Author Topic: Fast transposing matrix procedure for any size  (Read 476 times)

RuiLoureiro

  • Member
  • ****
  • Posts: 747
Fast transposing matrix procedure for any size
« on: June 26, 2018, 07:41:14 PM »
Hi all,
        Here we have the procedure MatrixTransposeSSE46 which seems to be as fast as possible,
       for now. It is inside the file sse46.inc
        In the folder TESTCODE we have all the asm code necessary to do new tests if we modify
        something in sse46.inc or in the macros used by it.
        So we have all work done to do nearly all things that we may want to do hereafter. The text
        FORUM_TEXT_ABOUT_SSE46.txt explains what is the problem and how we may solve it.

        Now, do yourself your fast version and be happy.
       
Documentation
                To understand what was done, please read the file

                              FORUM_TEXT_ABOUT_SSE46.txt
                     
Macro's files inside sse46.inc used by MatrixTransposeSSE46:

                        Mov3x3SSE_LCMacrosUPS_APS.mac
                        Mov03x3SSE_LCMacrosUPS_v25.mac
                        Mov4Times1x1_LCMacros.mac
               
Main results in i5 and i7 CPU:

                    results1x3_112_771SSE46_v25_ter26_i5_i7.txt
 
Good luck :t
Rui Loureiro

EDIT: my first post/topic about this issue using x86 instructions is here
                              http://masm32.com/board/index.php?topic=7126.0

Important note: Despite MatrixTransposeSSE46 transpose a matrix of any number of columns and rows it may benefit from data alignment by 16 in many cases, starting by the cases 1xN and Mx1 (N,M >=4). When we align by 16 we are not aligning the first row only. All info inside FORUM_TEXT_ABOUT_SSE46.txt. Note also that we must align by 16 both matrices. Otherwise
MatrixTransposeSSE46 doesnt work properly. If it works, you have luck.
« Last Edit: June 28, 2018, 06:56:08 AM by RuiLoureiro »

Siekmanski

  • Member
  • *****
  • Posts: 1548
Re: Fast transposing matrix procedure for any size
« Reply #1 on: June 26, 2018, 08:16:08 PM »
That's a lot of work you have done.  :t
Creative coders use backward thinking techniques as their strategy.

zedd151

  • Member
  • ****
  • Posts: 702
Re: Fast transposing matrix procedure for any size
« Reply #2 on: June 26, 2018, 10:07:46 PM »
 
Quote from: Rui...
Hi all,
       
Documentation ...
Macro's files inside sse46.inc used by MatrixTransposeSSE46...
Main results in i5 and i7 CPU...

________________________

## Task objective
Copy the section of the matrix transpose thread that starts with the words containing "EDIT: my first" and ends with "you have luck.".

________________________

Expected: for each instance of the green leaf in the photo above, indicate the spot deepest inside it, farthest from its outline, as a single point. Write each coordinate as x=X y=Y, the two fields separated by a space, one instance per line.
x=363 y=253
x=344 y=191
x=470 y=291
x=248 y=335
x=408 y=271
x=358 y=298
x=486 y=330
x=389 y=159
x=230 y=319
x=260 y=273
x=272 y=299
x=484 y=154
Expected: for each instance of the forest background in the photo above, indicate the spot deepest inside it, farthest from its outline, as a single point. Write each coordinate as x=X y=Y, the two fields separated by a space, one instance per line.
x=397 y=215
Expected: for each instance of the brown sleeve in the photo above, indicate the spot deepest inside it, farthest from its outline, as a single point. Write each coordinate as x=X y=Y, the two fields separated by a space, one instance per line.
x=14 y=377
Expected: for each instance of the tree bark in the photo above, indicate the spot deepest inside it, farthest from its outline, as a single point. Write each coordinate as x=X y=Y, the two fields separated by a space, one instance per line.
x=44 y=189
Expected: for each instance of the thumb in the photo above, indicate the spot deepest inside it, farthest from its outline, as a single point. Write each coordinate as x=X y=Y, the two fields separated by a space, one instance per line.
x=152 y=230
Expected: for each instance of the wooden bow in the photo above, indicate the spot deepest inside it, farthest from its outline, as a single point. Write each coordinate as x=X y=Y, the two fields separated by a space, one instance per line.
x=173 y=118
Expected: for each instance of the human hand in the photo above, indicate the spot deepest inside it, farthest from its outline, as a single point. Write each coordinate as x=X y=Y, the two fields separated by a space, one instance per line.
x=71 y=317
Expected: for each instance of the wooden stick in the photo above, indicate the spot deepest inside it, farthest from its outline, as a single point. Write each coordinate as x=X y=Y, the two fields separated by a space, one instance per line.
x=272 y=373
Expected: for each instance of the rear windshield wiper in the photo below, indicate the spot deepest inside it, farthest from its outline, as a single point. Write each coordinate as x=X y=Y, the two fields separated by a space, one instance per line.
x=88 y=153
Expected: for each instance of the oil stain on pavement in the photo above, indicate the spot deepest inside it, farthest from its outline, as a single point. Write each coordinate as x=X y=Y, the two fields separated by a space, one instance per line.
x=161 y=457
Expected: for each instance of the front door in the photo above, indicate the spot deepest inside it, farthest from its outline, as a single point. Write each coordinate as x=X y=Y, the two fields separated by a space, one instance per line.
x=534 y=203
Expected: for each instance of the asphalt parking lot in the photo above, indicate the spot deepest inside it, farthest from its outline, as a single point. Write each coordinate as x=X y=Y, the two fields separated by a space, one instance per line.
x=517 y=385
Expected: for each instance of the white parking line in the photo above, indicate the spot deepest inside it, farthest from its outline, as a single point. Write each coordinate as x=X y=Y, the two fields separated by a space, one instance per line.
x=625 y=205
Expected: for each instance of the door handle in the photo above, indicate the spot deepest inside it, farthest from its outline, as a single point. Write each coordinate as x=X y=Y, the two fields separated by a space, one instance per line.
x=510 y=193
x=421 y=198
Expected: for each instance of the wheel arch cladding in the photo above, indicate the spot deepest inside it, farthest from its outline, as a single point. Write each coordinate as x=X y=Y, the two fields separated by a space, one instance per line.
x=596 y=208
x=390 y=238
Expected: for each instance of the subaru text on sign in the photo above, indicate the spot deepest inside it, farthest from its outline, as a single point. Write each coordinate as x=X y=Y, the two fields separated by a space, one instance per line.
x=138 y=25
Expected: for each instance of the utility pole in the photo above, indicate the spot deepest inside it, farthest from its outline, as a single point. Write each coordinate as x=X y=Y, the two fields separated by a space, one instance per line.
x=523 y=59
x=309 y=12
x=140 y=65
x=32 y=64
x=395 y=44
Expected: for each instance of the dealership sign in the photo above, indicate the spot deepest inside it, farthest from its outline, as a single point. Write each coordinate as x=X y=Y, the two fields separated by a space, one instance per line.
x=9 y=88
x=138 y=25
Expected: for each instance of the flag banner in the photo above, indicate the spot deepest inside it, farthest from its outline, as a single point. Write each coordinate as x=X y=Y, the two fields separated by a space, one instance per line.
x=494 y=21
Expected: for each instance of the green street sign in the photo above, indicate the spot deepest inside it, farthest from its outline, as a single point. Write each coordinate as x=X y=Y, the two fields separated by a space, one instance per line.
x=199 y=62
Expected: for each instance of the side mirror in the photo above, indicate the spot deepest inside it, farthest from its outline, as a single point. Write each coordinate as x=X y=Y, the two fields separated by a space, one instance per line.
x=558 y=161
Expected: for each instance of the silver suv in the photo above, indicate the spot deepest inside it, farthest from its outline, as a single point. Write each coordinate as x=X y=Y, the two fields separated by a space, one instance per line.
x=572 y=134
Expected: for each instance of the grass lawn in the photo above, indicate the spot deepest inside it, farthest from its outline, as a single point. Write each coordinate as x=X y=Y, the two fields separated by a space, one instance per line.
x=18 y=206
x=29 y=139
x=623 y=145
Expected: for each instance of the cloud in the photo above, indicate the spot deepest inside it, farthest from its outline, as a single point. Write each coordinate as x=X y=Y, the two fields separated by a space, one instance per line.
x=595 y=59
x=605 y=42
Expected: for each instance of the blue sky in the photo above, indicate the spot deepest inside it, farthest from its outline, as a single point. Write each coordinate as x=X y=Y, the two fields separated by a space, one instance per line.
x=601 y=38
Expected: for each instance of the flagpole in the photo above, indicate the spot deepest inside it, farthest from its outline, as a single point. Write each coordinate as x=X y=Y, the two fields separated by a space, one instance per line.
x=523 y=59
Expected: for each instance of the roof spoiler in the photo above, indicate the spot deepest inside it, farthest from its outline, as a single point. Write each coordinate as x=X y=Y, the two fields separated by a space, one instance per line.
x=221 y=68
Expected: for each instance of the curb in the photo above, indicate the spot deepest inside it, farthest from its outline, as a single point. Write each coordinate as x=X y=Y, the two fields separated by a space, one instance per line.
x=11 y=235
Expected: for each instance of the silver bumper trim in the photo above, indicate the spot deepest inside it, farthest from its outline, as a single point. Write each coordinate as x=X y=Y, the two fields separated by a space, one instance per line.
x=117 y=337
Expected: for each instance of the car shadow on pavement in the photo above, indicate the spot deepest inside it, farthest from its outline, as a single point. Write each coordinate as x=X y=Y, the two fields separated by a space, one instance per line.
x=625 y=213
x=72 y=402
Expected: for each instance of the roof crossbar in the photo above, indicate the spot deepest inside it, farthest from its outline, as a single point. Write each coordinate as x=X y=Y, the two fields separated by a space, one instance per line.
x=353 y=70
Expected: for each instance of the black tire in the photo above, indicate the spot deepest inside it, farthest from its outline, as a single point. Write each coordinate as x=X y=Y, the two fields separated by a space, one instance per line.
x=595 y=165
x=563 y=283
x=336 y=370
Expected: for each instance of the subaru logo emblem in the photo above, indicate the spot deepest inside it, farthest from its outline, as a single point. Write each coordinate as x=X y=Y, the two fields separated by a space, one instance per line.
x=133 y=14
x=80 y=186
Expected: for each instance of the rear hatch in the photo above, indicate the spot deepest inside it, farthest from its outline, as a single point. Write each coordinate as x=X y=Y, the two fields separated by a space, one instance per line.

________________________

## Final result
EDIT: my first post/topic about this issue using x86 instructions is here
                              http://masm32.com/board/index.php?topic=7126.0

Important note: Despite MatrixTransposeSSE46 transpose a matrix of any number of columns and rows it may benefit from data alignment by 16 in many cases, starting by the cases 1xN and Mx1 (N,M >=4). When we align by 16 we are not aligning the first row only. All info inside FORUM_TEXT_ABOUT_SSE46.txt. Note also that we must align by 16 both matrices. Otherwise
MatrixTransposeSSE46 doesnt work properly. If it works, you have luck.